• ARBEITSAUFTRAG:
Ordne den Abschnitt vom Anfang der Daten bis einschließlich der Zeile, die „left=400, top=350, right=447, bottom=410“ enthält, als nummerierte Liste ohne Leerzeilen an. Lass die Bilder in der Lösung weg.

• EINTRÄGE DES DATENSATZES:
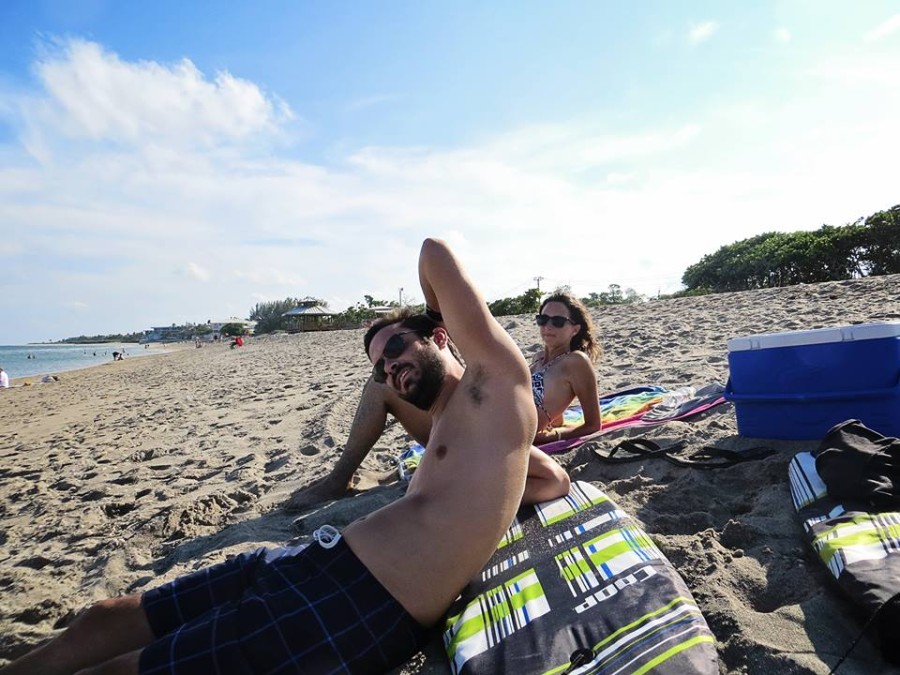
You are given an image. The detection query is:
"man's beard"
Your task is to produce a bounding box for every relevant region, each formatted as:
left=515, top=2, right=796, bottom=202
left=400, top=350, right=447, bottom=410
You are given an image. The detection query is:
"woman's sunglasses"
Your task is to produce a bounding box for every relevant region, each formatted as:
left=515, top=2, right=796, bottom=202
left=372, top=330, right=422, bottom=384
left=534, top=314, right=575, bottom=328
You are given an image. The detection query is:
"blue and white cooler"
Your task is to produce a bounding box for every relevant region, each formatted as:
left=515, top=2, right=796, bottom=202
left=725, top=322, right=900, bottom=440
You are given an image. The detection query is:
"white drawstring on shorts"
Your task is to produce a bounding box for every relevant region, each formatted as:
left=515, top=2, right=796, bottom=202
left=313, top=525, right=341, bottom=548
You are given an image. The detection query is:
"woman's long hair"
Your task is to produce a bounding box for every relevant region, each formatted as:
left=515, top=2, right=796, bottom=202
left=541, top=291, right=603, bottom=362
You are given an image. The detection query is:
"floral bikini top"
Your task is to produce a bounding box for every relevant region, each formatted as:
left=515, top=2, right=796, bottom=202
left=531, top=352, right=569, bottom=430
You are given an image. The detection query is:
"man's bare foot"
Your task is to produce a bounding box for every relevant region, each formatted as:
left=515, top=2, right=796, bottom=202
left=284, top=478, right=350, bottom=511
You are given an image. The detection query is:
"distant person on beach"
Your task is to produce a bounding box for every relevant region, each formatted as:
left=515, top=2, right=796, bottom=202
left=4, top=239, right=537, bottom=675
left=285, top=309, right=569, bottom=511
left=531, top=291, right=600, bottom=445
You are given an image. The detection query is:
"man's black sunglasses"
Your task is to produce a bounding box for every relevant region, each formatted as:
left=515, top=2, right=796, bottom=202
left=372, top=330, right=423, bottom=384
left=534, top=314, right=575, bottom=328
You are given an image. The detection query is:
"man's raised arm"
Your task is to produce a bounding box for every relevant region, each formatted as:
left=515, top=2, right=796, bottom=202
left=419, top=239, right=528, bottom=374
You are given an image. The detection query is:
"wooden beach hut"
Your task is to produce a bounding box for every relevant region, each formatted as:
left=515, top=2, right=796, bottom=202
left=281, top=301, right=334, bottom=333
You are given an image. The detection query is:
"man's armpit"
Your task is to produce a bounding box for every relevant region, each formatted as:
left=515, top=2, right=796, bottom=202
left=466, top=365, right=488, bottom=406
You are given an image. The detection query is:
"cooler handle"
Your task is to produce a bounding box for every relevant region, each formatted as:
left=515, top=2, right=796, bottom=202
left=723, top=378, right=900, bottom=403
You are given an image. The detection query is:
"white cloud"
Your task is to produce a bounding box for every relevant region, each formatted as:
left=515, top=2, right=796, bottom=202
left=0, top=35, right=900, bottom=342
left=184, top=262, right=211, bottom=283
left=688, top=21, right=719, bottom=45
left=863, top=14, right=900, bottom=42
left=27, top=40, right=292, bottom=147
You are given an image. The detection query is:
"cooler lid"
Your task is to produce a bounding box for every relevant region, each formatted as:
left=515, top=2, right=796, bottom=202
left=728, top=321, right=900, bottom=352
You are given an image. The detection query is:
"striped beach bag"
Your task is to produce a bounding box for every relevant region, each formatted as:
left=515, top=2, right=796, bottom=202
left=443, top=481, right=719, bottom=675
left=788, top=420, right=900, bottom=664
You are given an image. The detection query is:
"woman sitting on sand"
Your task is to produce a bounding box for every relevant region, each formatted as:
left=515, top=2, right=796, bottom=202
left=531, top=291, right=600, bottom=445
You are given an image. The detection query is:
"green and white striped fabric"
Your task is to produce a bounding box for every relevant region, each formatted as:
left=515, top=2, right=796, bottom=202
left=788, top=452, right=900, bottom=614
left=444, top=481, right=719, bottom=675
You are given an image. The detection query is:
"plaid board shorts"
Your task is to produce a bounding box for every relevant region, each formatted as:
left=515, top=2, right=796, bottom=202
left=139, top=538, right=429, bottom=675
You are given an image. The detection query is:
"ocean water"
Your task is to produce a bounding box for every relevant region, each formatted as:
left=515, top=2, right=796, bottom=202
left=0, top=343, right=153, bottom=379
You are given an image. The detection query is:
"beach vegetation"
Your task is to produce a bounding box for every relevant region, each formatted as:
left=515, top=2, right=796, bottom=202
left=60, top=332, right=144, bottom=345
left=581, top=284, right=647, bottom=307
left=682, top=205, right=900, bottom=293
left=488, top=288, right=541, bottom=316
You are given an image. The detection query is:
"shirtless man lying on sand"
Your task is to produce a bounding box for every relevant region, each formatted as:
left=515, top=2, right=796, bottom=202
left=3, top=239, right=568, bottom=675
left=285, top=310, right=569, bottom=511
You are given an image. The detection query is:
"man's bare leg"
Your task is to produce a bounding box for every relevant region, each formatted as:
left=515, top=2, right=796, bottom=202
left=522, top=446, right=571, bottom=504
left=285, top=379, right=431, bottom=511
left=2, top=595, right=155, bottom=675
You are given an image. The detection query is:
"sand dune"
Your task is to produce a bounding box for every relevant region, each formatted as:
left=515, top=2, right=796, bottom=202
left=0, top=276, right=900, bottom=674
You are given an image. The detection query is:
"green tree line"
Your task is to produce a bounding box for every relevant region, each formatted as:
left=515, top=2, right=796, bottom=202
left=681, top=205, right=900, bottom=294
left=248, top=284, right=645, bottom=335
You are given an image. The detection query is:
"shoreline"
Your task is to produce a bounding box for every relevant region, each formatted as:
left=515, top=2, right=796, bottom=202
left=9, top=342, right=194, bottom=389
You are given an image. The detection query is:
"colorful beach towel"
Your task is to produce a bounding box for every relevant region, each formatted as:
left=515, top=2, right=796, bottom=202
left=444, top=481, right=719, bottom=675
left=540, top=383, right=726, bottom=454
left=788, top=420, right=900, bottom=664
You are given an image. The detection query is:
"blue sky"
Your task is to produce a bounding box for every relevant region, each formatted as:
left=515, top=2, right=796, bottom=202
left=0, top=0, right=900, bottom=344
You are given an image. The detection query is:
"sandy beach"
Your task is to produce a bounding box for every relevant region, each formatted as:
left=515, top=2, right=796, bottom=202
left=0, top=275, right=900, bottom=675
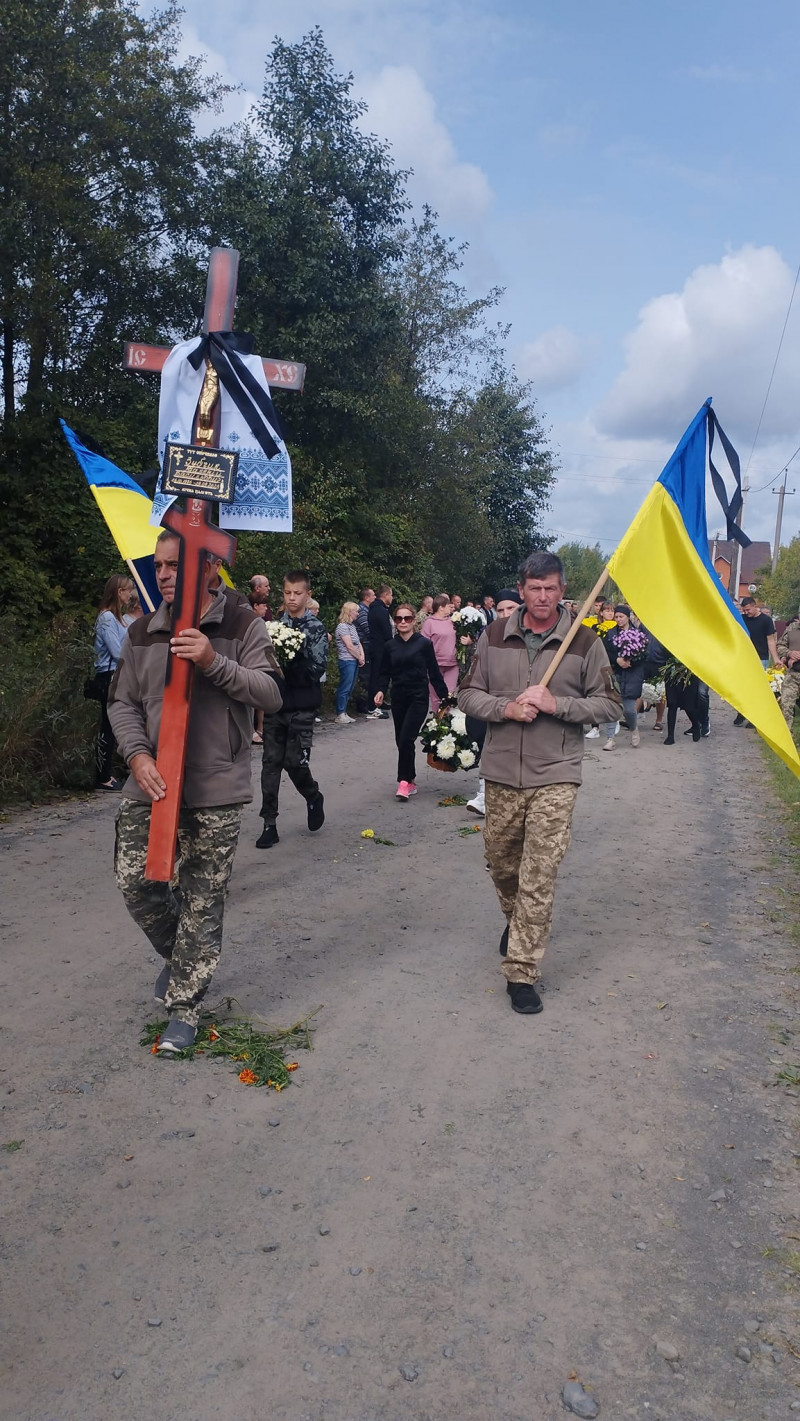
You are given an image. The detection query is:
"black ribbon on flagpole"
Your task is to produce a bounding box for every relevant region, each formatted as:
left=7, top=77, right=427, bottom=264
left=186, top=331, right=283, bottom=459
left=706, top=404, right=750, bottom=547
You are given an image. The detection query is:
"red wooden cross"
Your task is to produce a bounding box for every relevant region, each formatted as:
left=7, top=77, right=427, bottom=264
left=124, top=247, right=306, bottom=882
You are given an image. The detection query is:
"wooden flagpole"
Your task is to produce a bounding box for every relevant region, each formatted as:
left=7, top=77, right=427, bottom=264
left=537, top=564, right=611, bottom=686
left=125, top=557, right=155, bottom=612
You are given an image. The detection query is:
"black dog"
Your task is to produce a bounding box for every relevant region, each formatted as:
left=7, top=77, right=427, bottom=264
left=664, top=676, right=703, bottom=745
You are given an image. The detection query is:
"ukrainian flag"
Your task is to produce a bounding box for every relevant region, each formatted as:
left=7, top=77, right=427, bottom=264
left=60, top=419, right=161, bottom=611
left=608, top=401, right=800, bottom=777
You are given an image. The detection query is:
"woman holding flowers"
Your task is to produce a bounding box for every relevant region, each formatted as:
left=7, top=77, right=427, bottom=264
left=602, top=603, right=648, bottom=750
left=421, top=593, right=459, bottom=715
left=375, top=598, right=449, bottom=800
left=92, top=573, right=135, bottom=790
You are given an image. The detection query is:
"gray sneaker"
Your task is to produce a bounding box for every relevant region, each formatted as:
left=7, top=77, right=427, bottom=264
left=158, top=1017, right=198, bottom=1056
left=153, top=962, right=172, bottom=1005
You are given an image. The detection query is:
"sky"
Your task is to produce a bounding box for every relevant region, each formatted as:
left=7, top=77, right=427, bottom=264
left=142, top=0, right=800, bottom=551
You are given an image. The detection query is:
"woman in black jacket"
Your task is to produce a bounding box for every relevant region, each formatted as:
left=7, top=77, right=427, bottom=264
left=375, top=603, right=449, bottom=800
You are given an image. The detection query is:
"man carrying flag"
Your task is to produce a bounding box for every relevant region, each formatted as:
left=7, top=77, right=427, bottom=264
left=459, top=553, right=622, bottom=1016
left=607, top=399, right=800, bottom=776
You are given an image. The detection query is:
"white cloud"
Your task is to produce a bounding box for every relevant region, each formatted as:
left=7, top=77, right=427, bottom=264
left=360, top=65, right=492, bottom=222
left=595, top=246, right=800, bottom=442
left=516, top=325, right=585, bottom=389
left=178, top=20, right=259, bottom=136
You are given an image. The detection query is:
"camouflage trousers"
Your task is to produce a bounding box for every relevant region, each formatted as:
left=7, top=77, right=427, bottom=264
left=114, top=799, right=242, bottom=1026
left=780, top=671, right=800, bottom=730
left=483, top=780, right=578, bottom=982
left=261, top=711, right=320, bottom=824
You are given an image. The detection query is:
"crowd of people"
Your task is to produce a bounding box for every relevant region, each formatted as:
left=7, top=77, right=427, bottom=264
left=89, top=533, right=800, bottom=1053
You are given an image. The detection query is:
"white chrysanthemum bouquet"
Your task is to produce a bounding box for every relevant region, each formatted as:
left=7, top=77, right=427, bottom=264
left=450, top=607, right=486, bottom=666
left=419, top=702, right=479, bottom=770
left=266, top=622, right=306, bottom=666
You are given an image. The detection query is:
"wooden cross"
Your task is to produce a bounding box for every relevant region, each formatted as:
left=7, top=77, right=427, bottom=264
left=124, top=247, right=306, bottom=882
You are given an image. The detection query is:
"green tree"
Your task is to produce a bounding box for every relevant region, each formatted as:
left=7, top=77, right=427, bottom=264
left=0, top=0, right=222, bottom=611
left=556, top=543, right=611, bottom=603
left=756, top=537, right=800, bottom=617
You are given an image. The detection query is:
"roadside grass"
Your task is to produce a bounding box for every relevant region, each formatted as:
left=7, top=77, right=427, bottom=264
left=0, top=614, right=99, bottom=804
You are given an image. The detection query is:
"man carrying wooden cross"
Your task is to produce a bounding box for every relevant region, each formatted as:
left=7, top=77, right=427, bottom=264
left=108, top=531, right=283, bottom=1053
left=459, top=553, right=622, bottom=1016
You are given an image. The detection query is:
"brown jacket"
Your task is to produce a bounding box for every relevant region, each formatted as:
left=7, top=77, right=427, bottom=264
left=459, top=607, right=622, bottom=789
left=777, top=617, right=800, bottom=671
left=108, top=590, right=283, bottom=809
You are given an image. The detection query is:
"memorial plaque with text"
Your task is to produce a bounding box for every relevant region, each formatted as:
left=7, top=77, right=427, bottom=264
left=162, top=443, right=239, bottom=503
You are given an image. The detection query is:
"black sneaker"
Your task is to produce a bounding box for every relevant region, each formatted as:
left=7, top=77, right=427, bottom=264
left=153, top=962, right=172, bottom=1003
left=158, top=1019, right=198, bottom=1056
left=506, top=982, right=544, bottom=1016
left=308, top=794, right=325, bottom=833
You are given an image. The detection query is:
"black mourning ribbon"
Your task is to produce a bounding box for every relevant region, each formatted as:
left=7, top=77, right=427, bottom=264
left=708, top=405, right=750, bottom=547
left=186, top=331, right=283, bottom=459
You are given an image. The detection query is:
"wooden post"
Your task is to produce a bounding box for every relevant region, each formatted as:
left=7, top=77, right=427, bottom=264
left=537, top=566, right=610, bottom=686
left=124, top=247, right=306, bottom=882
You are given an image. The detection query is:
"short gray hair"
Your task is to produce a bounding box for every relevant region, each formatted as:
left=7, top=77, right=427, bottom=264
left=517, top=553, right=567, bottom=587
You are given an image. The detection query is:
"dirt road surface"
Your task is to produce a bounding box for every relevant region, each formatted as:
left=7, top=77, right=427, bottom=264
left=0, top=706, right=800, bottom=1421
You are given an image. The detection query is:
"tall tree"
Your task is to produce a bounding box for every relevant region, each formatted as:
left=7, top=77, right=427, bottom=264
left=0, top=0, right=222, bottom=610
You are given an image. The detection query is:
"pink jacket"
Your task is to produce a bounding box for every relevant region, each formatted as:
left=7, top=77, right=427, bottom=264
left=421, top=617, right=458, bottom=671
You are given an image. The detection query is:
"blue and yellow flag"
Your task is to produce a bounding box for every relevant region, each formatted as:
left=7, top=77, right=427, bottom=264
left=60, top=419, right=161, bottom=611
left=58, top=419, right=233, bottom=611
left=608, top=402, right=800, bottom=777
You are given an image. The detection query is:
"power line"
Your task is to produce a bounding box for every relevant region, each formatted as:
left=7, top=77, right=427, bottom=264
left=745, top=255, right=800, bottom=487
left=750, top=445, right=800, bottom=493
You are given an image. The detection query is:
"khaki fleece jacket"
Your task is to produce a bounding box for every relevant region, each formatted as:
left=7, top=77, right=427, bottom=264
left=459, top=607, right=622, bottom=789
left=108, top=590, right=283, bottom=809
left=777, top=617, right=800, bottom=671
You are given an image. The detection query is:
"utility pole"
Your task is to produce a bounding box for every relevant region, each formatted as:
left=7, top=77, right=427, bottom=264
left=772, top=469, right=794, bottom=576
left=728, top=483, right=750, bottom=601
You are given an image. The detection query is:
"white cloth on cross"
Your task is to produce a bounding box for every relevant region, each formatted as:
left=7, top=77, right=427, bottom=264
left=151, top=335, right=291, bottom=533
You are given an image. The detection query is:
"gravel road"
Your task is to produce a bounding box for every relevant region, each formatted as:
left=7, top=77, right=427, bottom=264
left=0, top=705, right=800, bottom=1421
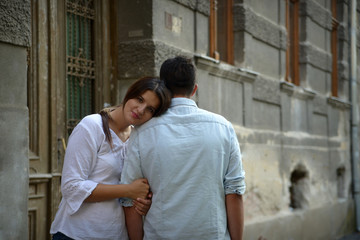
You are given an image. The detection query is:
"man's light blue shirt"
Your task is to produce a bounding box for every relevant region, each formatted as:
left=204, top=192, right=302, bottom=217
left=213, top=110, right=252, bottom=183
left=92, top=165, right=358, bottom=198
left=121, top=98, right=245, bottom=240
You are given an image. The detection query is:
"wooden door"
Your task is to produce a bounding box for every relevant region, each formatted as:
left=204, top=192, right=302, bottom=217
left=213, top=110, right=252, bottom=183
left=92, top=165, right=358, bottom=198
left=28, top=0, right=116, bottom=240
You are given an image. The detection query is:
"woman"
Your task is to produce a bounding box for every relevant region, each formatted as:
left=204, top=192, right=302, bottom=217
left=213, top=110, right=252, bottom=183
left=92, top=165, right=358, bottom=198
left=50, top=77, right=171, bottom=240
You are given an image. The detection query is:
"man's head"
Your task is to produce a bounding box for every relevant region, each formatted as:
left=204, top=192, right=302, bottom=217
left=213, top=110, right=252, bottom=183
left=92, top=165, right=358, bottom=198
left=160, top=56, right=197, bottom=97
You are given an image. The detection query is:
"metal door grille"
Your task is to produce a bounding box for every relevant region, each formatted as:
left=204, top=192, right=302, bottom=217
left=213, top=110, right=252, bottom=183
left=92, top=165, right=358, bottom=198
left=66, top=0, right=95, bottom=135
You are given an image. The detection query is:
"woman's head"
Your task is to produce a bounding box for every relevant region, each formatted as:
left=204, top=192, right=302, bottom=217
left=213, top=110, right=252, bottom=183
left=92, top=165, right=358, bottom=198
left=122, top=77, right=171, bottom=117
left=100, top=77, right=171, bottom=146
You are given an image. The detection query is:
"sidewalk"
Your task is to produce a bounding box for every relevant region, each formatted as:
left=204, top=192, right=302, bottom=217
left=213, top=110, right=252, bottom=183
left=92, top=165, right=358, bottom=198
left=339, top=232, right=360, bottom=240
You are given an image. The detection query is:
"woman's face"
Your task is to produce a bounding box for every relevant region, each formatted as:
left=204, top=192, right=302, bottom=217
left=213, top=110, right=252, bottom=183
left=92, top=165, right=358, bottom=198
left=124, top=90, right=160, bottom=125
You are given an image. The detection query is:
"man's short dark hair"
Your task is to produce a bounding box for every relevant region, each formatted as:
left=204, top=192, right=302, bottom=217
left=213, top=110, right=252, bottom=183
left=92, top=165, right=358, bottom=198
left=160, top=56, right=195, bottom=96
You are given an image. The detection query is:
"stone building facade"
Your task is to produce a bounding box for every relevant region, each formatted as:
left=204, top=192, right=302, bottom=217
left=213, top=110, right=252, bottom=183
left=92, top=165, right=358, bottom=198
left=0, top=0, right=360, bottom=240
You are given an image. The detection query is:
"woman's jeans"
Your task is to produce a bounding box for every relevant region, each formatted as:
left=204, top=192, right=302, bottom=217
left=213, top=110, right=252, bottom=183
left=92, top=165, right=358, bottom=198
left=52, top=232, right=74, bottom=240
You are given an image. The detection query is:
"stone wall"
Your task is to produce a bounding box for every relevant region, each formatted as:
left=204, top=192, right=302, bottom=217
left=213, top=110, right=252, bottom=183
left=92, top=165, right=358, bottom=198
left=118, top=0, right=354, bottom=240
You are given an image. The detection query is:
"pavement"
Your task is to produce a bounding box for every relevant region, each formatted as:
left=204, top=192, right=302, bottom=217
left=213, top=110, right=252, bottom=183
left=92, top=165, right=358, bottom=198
left=339, top=232, right=360, bottom=240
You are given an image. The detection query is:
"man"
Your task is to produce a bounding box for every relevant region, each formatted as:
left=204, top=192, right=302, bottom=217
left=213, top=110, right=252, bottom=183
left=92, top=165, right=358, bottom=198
left=122, top=57, right=245, bottom=240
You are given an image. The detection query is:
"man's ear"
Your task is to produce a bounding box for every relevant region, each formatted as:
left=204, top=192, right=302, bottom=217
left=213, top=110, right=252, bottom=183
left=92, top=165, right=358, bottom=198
left=191, top=84, right=198, bottom=97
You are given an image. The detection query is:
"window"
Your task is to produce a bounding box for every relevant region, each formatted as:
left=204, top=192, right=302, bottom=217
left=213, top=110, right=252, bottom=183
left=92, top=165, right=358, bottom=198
left=209, top=0, right=234, bottom=64
left=285, top=0, right=300, bottom=85
left=331, top=0, right=339, bottom=97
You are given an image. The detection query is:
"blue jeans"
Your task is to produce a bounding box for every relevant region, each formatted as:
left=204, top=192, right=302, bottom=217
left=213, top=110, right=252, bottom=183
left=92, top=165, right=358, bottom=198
left=52, top=232, right=74, bottom=240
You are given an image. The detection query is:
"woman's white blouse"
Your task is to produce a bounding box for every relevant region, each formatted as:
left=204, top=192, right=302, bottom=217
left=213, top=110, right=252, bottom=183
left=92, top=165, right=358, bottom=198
left=50, top=114, right=128, bottom=240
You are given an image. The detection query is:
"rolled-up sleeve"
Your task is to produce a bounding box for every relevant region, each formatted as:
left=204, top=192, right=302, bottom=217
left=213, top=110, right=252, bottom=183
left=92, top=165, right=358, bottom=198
left=61, top=121, right=98, bottom=215
left=120, top=129, right=143, bottom=207
left=224, top=126, right=246, bottom=195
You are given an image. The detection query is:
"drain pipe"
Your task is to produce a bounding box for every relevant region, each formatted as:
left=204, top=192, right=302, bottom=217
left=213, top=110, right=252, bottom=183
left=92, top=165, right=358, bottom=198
left=349, top=0, right=360, bottom=232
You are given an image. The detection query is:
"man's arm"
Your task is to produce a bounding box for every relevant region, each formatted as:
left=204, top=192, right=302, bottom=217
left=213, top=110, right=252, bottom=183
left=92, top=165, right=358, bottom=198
left=225, top=194, right=244, bottom=240
left=124, top=206, right=144, bottom=240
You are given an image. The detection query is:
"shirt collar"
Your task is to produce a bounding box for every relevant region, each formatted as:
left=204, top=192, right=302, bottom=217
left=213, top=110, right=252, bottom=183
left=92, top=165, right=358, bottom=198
left=170, top=98, right=197, bottom=107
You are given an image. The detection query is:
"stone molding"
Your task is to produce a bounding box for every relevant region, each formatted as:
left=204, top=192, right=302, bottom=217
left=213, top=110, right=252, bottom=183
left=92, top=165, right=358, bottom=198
left=233, top=4, right=287, bottom=50
left=0, top=0, right=31, bottom=47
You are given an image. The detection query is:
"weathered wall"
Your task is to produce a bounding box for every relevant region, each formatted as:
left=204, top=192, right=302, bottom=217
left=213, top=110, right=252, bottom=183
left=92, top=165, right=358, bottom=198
left=0, top=0, right=30, bottom=239
left=118, top=0, right=354, bottom=240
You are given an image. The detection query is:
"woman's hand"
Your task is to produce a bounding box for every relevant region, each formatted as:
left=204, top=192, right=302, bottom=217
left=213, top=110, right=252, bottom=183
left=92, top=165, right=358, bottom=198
left=128, top=178, right=150, bottom=199
left=133, top=192, right=152, bottom=216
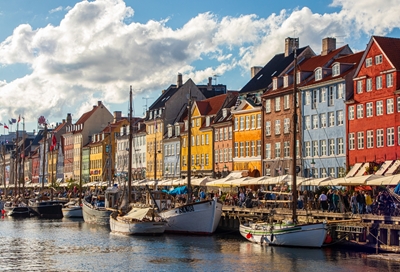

• LÖSUNG:
1. You are given an image. The detection query is:
2. "man's beard"
3. Your task is to produce a bounding box for every relevant region, each formatted as:
4. left=515, top=2, right=796, bottom=202
5. left=400, top=350, right=447, bottom=410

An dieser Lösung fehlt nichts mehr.